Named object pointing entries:
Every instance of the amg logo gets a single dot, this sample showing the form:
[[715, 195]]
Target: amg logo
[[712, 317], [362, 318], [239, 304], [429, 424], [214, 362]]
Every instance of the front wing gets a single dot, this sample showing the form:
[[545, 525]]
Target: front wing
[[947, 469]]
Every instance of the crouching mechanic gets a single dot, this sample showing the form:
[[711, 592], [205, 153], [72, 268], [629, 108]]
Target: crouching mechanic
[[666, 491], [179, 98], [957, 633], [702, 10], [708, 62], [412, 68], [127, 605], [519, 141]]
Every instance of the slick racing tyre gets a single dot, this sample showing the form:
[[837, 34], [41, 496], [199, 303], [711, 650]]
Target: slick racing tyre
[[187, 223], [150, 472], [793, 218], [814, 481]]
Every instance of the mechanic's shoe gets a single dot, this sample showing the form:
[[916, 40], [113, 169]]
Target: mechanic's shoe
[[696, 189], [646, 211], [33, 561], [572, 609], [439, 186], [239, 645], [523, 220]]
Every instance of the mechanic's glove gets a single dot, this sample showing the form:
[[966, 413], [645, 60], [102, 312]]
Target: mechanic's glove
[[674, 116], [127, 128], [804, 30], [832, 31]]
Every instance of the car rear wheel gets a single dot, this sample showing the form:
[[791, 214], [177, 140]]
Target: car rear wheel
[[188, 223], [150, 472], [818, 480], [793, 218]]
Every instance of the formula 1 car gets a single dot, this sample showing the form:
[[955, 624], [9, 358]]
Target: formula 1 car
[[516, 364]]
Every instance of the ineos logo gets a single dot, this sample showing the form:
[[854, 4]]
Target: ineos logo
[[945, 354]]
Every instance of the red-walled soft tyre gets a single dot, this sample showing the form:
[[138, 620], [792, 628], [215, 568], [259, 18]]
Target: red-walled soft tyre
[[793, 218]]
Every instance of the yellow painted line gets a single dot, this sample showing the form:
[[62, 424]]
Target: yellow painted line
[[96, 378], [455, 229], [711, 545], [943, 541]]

- WHAT IS REQUIRED -
Rewrite only the items starting at the line that contains "Every instance of the mechanic's shoe" and ending at the line that contains "[[188, 223], [150, 472], [818, 480], [793, 218]]". Keep every line, requests included, but multiply each point coordinate in the answers by 2.1 and round to whole numbers (halves up), leaving the sample coordinates in the requests unchanged.

- SOLUTION FOR THIS TASK -
Every instance of the mechanic's shoe gets a single dot, this sample showing the form:
[[916, 40], [113, 169]]
Target: mechanic's shoe
[[1462, 397], [1357, 443], [69, 1178], [1201, 1279], [922, 391], [502, 1355], [1098, 462]]
Every instance of the mechanic's glove gets a single dot, this sample showing the form:
[[966, 413], [645, 60], [102, 312]]
Target: mechanic's glove
[[1415, 244], [267, 269], [1688, 63], [1747, 65]]
Every instance of the car rear wheel gets a single dot, this sample showing the form:
[[791, 214], [177, 140]]
Target: car rear wheel
[[395, 468], [315, 991], [1718, 1008], [1665, 458]]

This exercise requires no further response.